> [Tareas obligatorias]
**a.** Según el fragmento sobre la computadora infectada, ¿qué diagnóstico brinda Santiago al filo de la media tarde?
**b.** Resume en dos oraciones el fragmento sobre la computadora infectada.
**c.** Prosigue el fragmento sobre la computadora infectada a partir de su última oración.

── Extracto original

Santiago está asomado a su balcón. No tiene pinta de informático, pero mucha de buena gente. Oye nuestro lamento y enseguida acude a mi casa. Trae varios aditamentos consigo, cuyos nombres soy incapaz de pronunciar. Mucho menos entender para qué sirven. En lo que este buen samaritano revisa archivos, documentos, imágenes, correos y de cuanto habita en una computadora, le voy haciendo café, limonadas y batidos. Al filo de la media tarde, brinda su diagnóstico: “Tu máquina tiene un virus severo, y aunque puedo intentar recuperar archivos, irremediablemente perderás mucha información”.

Es cuando los síntomas de ansiedad-depresión-angustia-arrebato, que llevábamos controlando desde dos días antes, dan rienda suelta a sus más expresivas manifestaciones. Las manos y los pies sudan a mares, la cabeza nos da vueltas, del pecho quieren salirse todos los órganos, costillas incluidas, los peronés dicen hasta aquí llegué y del estómago suben bocanadas dragonescas. Algo nos dice que debemos gritar. Y eso hacemos. Más bien proferimos alaridos hasta que los ojos quedan medio colgados de las órbitas, y solo entonces algo nos dice que está bueno ya. El pobre Santiago, que ha contemplado con estoicismo jesuita nuestra descarga emocional, nos dice con ligero temblor en la voz: “¿Puedo continuar?”. Y, claro está, decimos que sí. Cinco limonadas, tres cafeteras y dos batidos de platanitos más tarde, concluye el trabajo. Y nos avisa.

Miramos la computadora con el mismo sentimiento de amor-odio de siempre, pero más acentuado hacia el odio. Efectivamente, ya funciona: se enciende y se apaga, se conecta y se desconecta.

Buscamos las fotos de los niños, de cuando eran niños, y las nuestras, de cuando éramos lindos, y las de amigas que ya no están, y el mensaje que un famoso una vez, por pura cortesía nos envió, y los chismes, y los chistes, y los casos y las cosas de nuestro divino caos. Más de la mitad ha desaparecido.

────
── Conjunto de datos

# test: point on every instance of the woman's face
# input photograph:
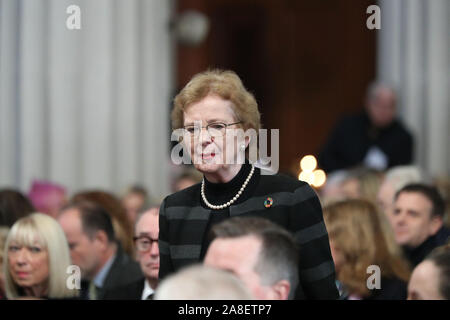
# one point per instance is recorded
(213, 154)
(28, 265)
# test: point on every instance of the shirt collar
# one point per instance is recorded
(100, 277)
(147, 290)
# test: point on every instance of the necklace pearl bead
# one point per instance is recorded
(229, 203)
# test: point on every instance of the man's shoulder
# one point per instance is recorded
(129, 291)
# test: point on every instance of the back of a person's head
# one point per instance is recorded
(428, 191)
(200, 282)
(440, 257)
(368, 182)
(47, 197)
(13, 206)
(401, 176)
(363, 237)
(46, 231)
(93, 218)
(123, 229)
(278, 258)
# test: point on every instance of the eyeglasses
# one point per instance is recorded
(144, 243)
(216, 129)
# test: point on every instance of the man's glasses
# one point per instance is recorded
(144, 243)
(216, 129)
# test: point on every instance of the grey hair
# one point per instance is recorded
(199, 282)
(401, 176)
(278, 258)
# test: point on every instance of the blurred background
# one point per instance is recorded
(89, 108)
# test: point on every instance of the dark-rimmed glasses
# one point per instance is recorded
(215, 129)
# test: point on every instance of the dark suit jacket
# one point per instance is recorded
(131, 291)
(183, 222)
(348, 143)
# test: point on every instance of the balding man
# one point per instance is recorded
(147, 253)
(374, 138)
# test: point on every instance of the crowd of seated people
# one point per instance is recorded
(387, 228)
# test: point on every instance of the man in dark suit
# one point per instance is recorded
(103, 264)
(374, 138)
(147, 253)
(261, 253)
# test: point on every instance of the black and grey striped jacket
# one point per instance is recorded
(296, 207)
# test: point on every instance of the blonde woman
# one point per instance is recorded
(37, 260)
(359, 238)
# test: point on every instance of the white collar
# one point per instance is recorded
(147, 290)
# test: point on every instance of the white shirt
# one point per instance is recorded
(147, 290)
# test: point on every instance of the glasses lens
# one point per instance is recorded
(143, 244)
(216, 129)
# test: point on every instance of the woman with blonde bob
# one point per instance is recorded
(359, 238)
(37, 259)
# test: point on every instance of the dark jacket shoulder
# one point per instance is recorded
(124, 270)
(131, 291)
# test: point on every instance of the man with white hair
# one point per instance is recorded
(395, 179)
(374, 138)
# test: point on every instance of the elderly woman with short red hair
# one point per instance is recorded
(210, 111)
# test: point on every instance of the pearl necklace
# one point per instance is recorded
(229, 203)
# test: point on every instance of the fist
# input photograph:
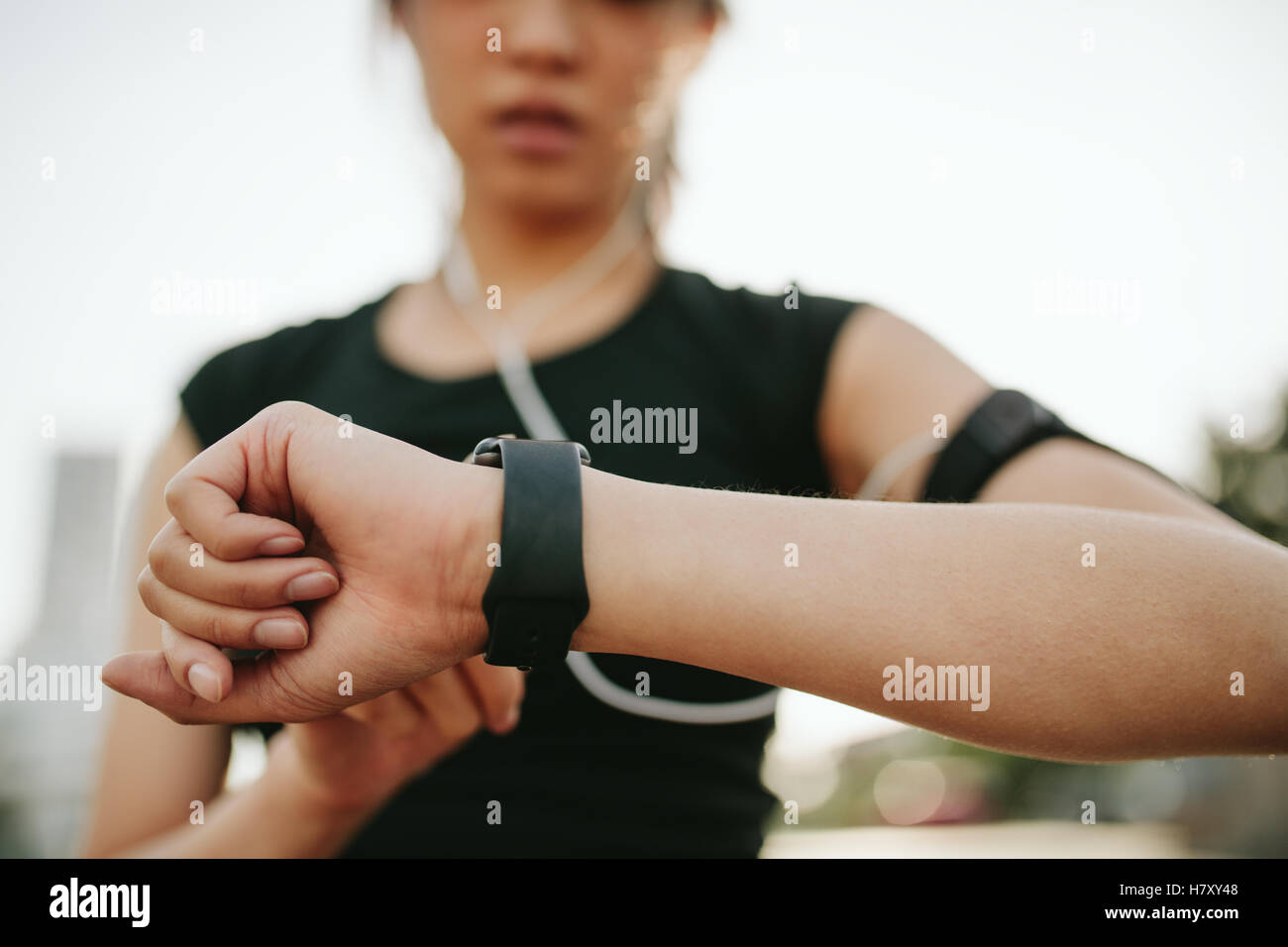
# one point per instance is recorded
(303, 528)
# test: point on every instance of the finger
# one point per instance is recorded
(224, 626)
(246, 583)
(256, 696)
(498, 692)
(394, 714)
(204, 497)
(449, 699)
(198, 668)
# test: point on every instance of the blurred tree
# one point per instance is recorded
(1252, 478)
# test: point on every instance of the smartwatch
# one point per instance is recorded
(537, 594)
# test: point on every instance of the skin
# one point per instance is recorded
(1170, 562)
(697, 577)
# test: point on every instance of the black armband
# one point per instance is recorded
(1001, 427)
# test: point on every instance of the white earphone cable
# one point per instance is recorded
(506, 339)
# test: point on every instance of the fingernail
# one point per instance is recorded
(313, 585)
(279, 633)
(281, 545)
(205, 682)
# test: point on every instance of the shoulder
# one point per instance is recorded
(793, 320)
(236, 382)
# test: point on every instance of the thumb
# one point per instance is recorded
(207, 493)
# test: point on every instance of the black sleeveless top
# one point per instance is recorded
(579, 777)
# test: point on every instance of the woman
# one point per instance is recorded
(559, 114)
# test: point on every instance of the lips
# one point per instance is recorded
(537, 129)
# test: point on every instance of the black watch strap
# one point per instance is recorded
(537, 594)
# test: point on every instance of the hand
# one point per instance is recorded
(402, 531)
(355, 761)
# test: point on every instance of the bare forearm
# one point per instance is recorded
(270, 818)
(1126, 659)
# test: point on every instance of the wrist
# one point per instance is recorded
(476, 495)
(288, 781)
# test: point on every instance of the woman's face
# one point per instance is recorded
(549, 103)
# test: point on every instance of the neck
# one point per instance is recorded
(522, 253)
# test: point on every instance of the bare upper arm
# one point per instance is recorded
(887, 381)
(151, 768)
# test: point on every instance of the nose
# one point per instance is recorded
(542, 34)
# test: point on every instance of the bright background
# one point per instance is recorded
(945, 159)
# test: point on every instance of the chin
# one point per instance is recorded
(546, 192)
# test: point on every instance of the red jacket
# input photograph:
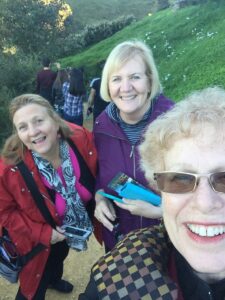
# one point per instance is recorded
(23, 220)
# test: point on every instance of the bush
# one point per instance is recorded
(92, 34)
(17, 76)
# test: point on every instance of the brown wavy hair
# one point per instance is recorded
(13, 149)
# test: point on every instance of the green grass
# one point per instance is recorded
(188, 47)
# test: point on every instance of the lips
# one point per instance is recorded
(39, 140)
(127, 98)
(207, 231)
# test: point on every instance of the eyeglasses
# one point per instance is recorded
(180, 183)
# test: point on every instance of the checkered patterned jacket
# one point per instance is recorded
(137, 268)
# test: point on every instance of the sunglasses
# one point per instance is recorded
(180, 183)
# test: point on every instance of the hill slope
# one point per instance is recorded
(188, 46)
(94, 11)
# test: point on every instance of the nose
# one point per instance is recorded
(205, 199)
(32, 130)
(125, 85)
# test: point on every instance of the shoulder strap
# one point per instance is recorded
(87, 179)
(37, 196)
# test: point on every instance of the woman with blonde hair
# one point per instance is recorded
(62, 160)
(130, 82)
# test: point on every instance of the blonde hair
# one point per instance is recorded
(13, 149)
(187, 119)
(123, 53)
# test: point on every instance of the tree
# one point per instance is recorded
(32, 25)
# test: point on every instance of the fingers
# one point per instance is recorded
(105, 212)
(56, 236)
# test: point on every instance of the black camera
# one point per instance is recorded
(76, 237)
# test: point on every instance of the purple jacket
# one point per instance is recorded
(116, 154)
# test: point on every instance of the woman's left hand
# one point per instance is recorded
(141, 208)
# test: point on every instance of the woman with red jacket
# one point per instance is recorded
(55, 153)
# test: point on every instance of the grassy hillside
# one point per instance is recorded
(94, 11)
(188, 46)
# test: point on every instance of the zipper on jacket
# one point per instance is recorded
(134, 172)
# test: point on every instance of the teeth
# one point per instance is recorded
(38, 140)
(209, 231)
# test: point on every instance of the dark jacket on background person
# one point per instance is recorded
(26, 226)
(137, 268)
(116, 154)
(145, 265)
(45, 80)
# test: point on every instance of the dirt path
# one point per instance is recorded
(77, 271)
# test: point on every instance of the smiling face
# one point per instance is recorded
(129, 89)
(37, 130)
(195, 221)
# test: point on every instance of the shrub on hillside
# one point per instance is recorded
(92, 34)
(17, 76)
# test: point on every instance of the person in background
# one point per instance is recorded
(45, 80)
(74, 94)
(62, 159)
(130, 82)
(95, 101)
(57, 94)
(183, 158)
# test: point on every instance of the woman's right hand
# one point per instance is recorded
(57, 235)
(104, 211)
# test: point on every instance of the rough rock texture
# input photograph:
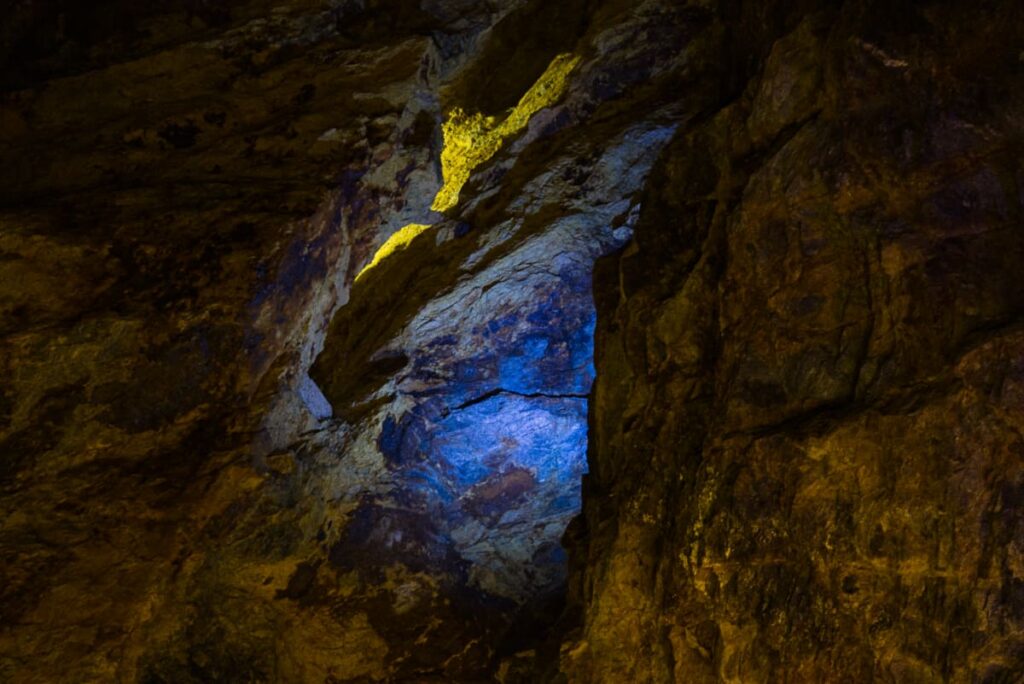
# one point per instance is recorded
(806, 458)
(222, 460)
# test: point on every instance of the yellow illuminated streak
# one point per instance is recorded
(472, 139)
(398, 240)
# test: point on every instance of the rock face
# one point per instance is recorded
(788, 398)
(806, 454)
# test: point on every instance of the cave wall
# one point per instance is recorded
(806, 450)
(805, 445)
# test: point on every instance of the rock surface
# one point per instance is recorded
(224, 460)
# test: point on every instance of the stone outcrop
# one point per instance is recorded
(806, 451)
(799, 360)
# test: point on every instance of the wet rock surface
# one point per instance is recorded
(787, 398)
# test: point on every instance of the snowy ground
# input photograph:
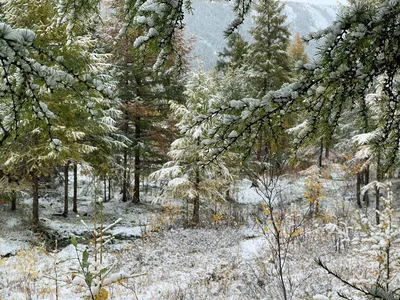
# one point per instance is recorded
(214, 261)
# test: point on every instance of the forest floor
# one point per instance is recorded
(224, 258)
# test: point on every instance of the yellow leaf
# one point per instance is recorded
(297, 232)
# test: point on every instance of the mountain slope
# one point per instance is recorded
(211, 18)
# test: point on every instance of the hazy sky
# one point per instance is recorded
(328, 2)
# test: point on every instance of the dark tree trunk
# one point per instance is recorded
(109, 188)
(75, 197)
(125, 177)
(358, 189)
(366, 181)
(105, 188)
(326, 151)
(13, 200)
(136, 196)
(196, 200)
(321, 149)
(66, 181)
(377, 195)
(35, 205)
(259, 147)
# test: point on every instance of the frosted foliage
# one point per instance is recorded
(353, 82)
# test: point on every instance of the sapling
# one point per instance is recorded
(380, 244)
(92, 274)
(280, 223)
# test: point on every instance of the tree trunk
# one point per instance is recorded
(377, 195)
(321, 149)
(196, 200)
(75, 197)
(66, 174)
(366, 181)
(259, 146)
(326, 152)
(13, 200)
(35, 205)
(358, 189)
(105, 188)
(125, 178)
(136, 196)
(109, 188)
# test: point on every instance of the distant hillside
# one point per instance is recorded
(211, 18)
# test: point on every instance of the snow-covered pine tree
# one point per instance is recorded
(267, 59)
(232, 56)
(48, 99)
(296, 50)
(360, 47)
(144, 92)
(187, 174)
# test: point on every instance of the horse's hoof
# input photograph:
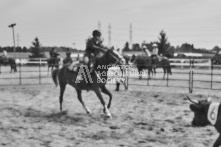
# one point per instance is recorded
(88, 112)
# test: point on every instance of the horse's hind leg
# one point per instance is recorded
(164, 72)
(82, 102)
(107, 92)
(62, 89)
(105, 110)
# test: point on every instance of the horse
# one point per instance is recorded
(8, 61)
(142, 62)
(145, 62)
(97, 79)
(53, 62)
(164, 63)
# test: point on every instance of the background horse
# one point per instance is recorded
(97, 80)
(144, 62)
(164, 63)
(8, 61)
(53, 62)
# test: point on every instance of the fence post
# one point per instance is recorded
(40, 72)
(127, 79)
(20, 72)
(211, 75)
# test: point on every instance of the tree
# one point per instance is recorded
(36, 49)
(163, 43)
(126, 47)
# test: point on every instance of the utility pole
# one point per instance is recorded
(131, 35)
(18, 39)
(109, 35)
(13, 33)
(99, 26)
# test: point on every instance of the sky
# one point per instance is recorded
(70, 22)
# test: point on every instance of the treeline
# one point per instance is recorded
(43, 49)
(166, 49)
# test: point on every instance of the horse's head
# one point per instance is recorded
(114, 57)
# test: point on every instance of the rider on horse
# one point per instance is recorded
(146, 51)
(154, 53)
(68, 58)
(93, 48)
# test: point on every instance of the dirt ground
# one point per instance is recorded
(141, 117)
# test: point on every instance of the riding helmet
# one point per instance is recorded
(96, 33)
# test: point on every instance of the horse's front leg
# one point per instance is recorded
(82, 102)
(105, 110)
(107, 92)
(140, 74)
(164, 73)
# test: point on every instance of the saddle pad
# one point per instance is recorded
(213, 113)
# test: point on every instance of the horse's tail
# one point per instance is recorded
(55, 76)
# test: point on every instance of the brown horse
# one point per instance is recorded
(97, 80)
(53, 62)
(144, 62)
(8, 61)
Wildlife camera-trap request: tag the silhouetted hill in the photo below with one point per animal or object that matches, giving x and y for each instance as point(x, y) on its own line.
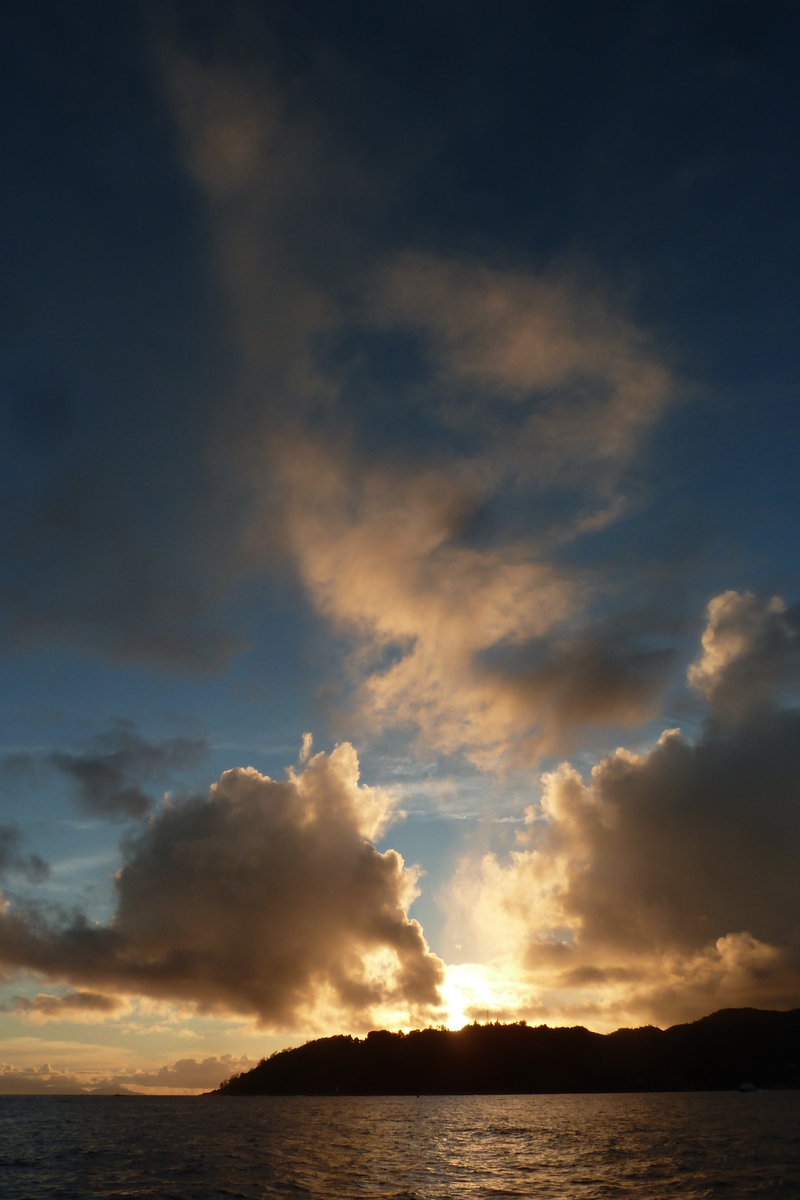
point(725, 1050)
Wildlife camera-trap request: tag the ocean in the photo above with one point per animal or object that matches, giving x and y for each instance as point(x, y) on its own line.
point(648, 1146)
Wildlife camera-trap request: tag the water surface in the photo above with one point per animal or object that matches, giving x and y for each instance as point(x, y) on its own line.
point(649, 1146)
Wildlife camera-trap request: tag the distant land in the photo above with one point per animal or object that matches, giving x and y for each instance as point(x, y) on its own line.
point(731, 1049)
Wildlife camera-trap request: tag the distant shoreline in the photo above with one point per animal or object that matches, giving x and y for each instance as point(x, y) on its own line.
point(729, 1050)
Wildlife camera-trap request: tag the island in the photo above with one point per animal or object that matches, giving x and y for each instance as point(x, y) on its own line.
point(735, 1048)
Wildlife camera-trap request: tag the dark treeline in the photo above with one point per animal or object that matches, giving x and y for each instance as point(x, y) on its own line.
point(731, 1048)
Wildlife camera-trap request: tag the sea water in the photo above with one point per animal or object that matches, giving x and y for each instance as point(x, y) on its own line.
point(649, 1146)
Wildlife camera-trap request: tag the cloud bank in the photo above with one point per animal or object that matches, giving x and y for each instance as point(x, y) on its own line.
point(264, 898)
point(666, 886)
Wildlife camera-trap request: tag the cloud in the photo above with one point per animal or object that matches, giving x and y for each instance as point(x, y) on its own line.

────

> [Respuestas del ejercicio]
**a.** Que la máquina tiene un virus severo y que, aunque puede intentar recuperar archivos, irremediablemente se perderá mucha información.

**b.** Santiago acude a revisar la computadora y, al filo de la media tarde, diagnostica un virus severo que hará perder mucha información. Tras una descarga emocional de gritos, él concluye el trabajo y la máquina vuelve a funcionar, pero más de la mitad de las fotos, mensajes y recuerdos buscados ha desaparecido.

**c.**
Nuevos gritos se nos atragantan en el pescuezo, que son reprimidos por los consejos que hasta hoy nos parecieron tontos: El vaso no está semivacío sino medio lleno; lo único importante en la vida es la salud; cada dificultad es un reto; no importa las veces que te caigas sino las que te levantas, y todo sucede por una causa. Con esta especie de coctelera mental para el optimismo, nos alegramos por los documentos que Santiago logró recuperar, sin detenernos en los que se han perdido. Y prometemos que para la próxima, tendremos más cuidado.

Enseguida, ponemos manos a la obra. Poner manos a la obra significa abrir nuevas carpetas cuyos títulos nos impulsen a escribir. Ejemplos: “Trabajos urgentes pendientes”, “Cartas que debo responder sin recordar a quién”, “Réplicas a insultos olvidados”, y otra, desde la cual escribo ahora mismo: “Estampas habaneras de hoy, donde cuento que la desnudez digital es una nueva enfermedad”. Es muy bueno que al salir de una cirugía sintamos alivio porque los médicos no encontraron nada grave, a pesar del dolor de la herida, y que después de explorar la PC y comprobar que media vida digital se escurrió entre dedos internautas, el deseo por trabajar y por comunicarnos con el más allá nos impulse a recordar refranes que antes, creíamos inútiles. Estoy por creer que efectivamente, todo sucede por algo. Aunque sea para aprender nuevos vocablos como tarjeta de memoria, resetear, loading, firewall y una cosa llamada pizarra madre, que es la que suele romperse. Y nos obliga a la exclamación “¡De mother board estamos!”